═════ Teks Bacaan

Dasar Hukum Factoring (Anjak Piutang)

Silahkan Bagikan Tulisan-Artikel ini :
Factoring, dalam bahasa Indonesia sering diterjemahkan dengan "anjak piutang". Faktoring merupakan salah satu metode pembiayaan yang dikenal dalam dunia bisnis, yang sebagaimana halnya leasing, consumer finance, dan metode pembiayaan lainnya, factoring tidak lain hanyalah perpanjangan tangan dari bisnis perbankan. Terdapat banyak pengertian tentang factoring, namun demikian secara umum, factoring dapat diartikan dengan usaha pembiayaan dalam bentuk pembelian dan/atau pengalihan serta pengurusan piutang atau tagihan jangka pendek dari suatu perusahaan yang terbit dari suatu transaksi perdagangan dalam dan luar negeri.


Baca juga : Pengertian Factoring, Jangka Waktu Berlakunya, Dan Dokumen Dalam Factoring (Anjak Piutang)

Bisnis factoring termasuk jenis bisnis pembiayaan beresiko tinggi, sebab dalam bisnis factoring hampir tidak tersedia jaminan sama sekali. Oleh karenya  untuk menjamin kepastian hukum kegiatan factoring diperlukan suatu dasar hukum, sehingga hak dan kewajiban para pihak dalam factoring dapat terlindungi.  Ada beberapa ketentuan dalam hukum Indonesia yang dapat menjadi dasar hukum bagi eksistensi suatu jasa factoring, yaitu ketentuan-ketentuan yang merupakan dasar hukum substantif dan ketentuan-ketentuan tentang hukum yang bersifat administratif.
1. Dasar Hukum Substantif.
Dasar hukum yang bersifat substantif merupakan alas hak bagi eksistensi suatu kegiatan factoring. Dasar hukum substantif dapat dibedakan menjadi dua jenis, yaitu :
a. Dasar Hukum Substantif Murni.
Dasar hukum substantif murni merupakan dasar hukum bagi suatu kegiatan factoring yang pada prinsipnya berasaskan sama dengan kegiatan leasing, yaitu apa yang dikenal dengan "asas kebebasan berkontrak", yang bersumber pada ketentuan Pasal 1338 Kitab Undang-Undang Hukum Perdata (KUH Perdata).
  • Maksudnya adalah apabila kontrak factoring yang dibuat oleh para pihak telah memenuhi syarat sahnya perjanjian sebagaimana ditentukan dalam ketentuan Pasal 1320 KUH Perdata, maka menurut ketentuan Pasal 1338 KUH Perdata, kontrak tersebut sudah sah adanya dan dan mempunyai kekuatan hukum yang sama dengan undang-undang. 

Dengan kata lain, selama kontrak factoring yang dibuat telah memenuhi syarat-syarat sahnya suatu kontrak, maka kontrak factoring tersebut mempunyai kekuatan hukum yang sama dengan undang-undang dan mengikat para pihak pembuatnya.

══════════
═════ Baris Data

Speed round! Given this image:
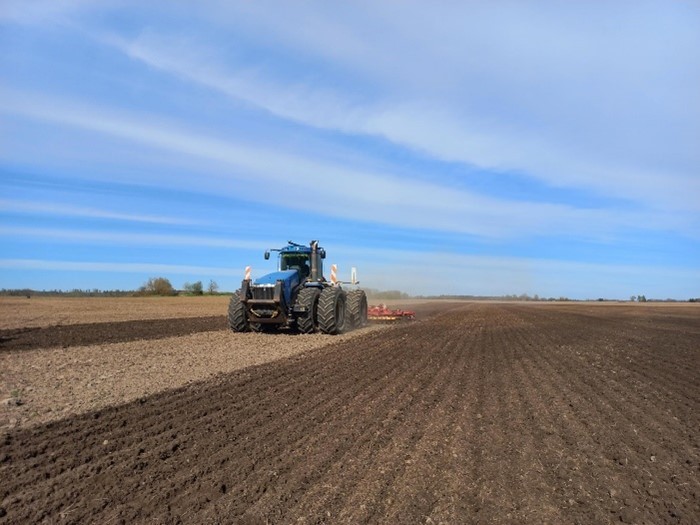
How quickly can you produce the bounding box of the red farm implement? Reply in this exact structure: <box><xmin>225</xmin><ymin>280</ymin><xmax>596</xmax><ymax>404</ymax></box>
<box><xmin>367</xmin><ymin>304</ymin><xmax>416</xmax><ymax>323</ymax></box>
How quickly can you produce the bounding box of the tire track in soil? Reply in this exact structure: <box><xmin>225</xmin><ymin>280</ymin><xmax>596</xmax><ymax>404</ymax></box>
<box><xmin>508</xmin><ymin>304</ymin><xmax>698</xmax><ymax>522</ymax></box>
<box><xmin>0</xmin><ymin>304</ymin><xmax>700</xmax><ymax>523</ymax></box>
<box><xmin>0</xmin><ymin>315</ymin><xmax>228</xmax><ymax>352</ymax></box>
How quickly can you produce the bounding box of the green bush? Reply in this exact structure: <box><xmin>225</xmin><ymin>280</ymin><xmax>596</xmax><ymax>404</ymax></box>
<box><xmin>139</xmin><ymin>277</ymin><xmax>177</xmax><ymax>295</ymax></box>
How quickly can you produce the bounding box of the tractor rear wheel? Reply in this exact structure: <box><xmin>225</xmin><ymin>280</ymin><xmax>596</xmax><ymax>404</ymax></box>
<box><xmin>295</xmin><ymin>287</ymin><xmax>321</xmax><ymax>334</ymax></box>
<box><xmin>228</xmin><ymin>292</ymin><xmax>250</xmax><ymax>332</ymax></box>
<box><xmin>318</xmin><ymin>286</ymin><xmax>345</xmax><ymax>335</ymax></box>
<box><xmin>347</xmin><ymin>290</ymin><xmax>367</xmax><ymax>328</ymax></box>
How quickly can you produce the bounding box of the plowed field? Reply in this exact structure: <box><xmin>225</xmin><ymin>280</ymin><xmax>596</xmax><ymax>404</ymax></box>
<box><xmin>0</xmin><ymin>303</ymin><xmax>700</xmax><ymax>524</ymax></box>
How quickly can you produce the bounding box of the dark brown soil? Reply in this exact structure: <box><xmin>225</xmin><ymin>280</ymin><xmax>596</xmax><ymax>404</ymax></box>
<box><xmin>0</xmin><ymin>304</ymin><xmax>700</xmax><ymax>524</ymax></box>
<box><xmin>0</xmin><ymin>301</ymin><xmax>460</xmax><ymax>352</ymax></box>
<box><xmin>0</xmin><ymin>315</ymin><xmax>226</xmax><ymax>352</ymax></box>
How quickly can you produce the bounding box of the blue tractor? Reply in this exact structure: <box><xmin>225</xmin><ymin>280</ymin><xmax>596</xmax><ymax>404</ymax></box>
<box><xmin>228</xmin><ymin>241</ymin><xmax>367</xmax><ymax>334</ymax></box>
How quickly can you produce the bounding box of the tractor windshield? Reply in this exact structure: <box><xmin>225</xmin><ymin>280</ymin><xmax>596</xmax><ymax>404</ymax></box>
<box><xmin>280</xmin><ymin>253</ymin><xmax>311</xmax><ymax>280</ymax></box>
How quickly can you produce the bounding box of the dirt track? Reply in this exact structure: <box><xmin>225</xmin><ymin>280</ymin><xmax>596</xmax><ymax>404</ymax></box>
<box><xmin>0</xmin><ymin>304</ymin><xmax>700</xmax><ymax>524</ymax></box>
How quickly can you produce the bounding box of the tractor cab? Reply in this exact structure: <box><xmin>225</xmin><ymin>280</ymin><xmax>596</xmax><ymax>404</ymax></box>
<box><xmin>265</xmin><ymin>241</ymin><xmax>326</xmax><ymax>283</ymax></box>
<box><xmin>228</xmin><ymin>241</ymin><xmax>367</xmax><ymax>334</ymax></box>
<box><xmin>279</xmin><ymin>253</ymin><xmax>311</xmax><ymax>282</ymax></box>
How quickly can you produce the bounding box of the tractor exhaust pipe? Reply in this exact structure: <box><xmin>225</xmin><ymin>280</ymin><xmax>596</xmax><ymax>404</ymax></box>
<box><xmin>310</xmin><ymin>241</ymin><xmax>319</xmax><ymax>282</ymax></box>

══════════

## Yang Ditanyakan
Kutiplah tanpa perubahan bagian teks tentang dasar hukum factoring di atas, dimulai dengan "Bisnis factoring termasuk" dan berlanjut sampai "Dasar Hukum Substantif.".

## Hasil Tugas
Bisnis factoring termasuk jenis bisnis pembiayaan beresiko tinggi, sebab dalam bisnis factoring hampir tidak tersedia jaminan sama sekali. Oleh karenya  untuk menjamin kepastian hukum kegiatan factoring diperlukan suatu dasar hukum, sehingga hak dan kewajiban para pihak dalam factoring dapat terlindungi.  Ada beberapa ketentuan dalam hukum Indonesia yang dapat menjadi dasar hukum bagi eksistensi suatu jasa factoring, yaitu ketentuan-ketentuan yang merupakan dasar hukum substantif dan ketentuan-ketentuan tentang hukum yang bersifat administratif.
1. Dasar Hukum Substantif.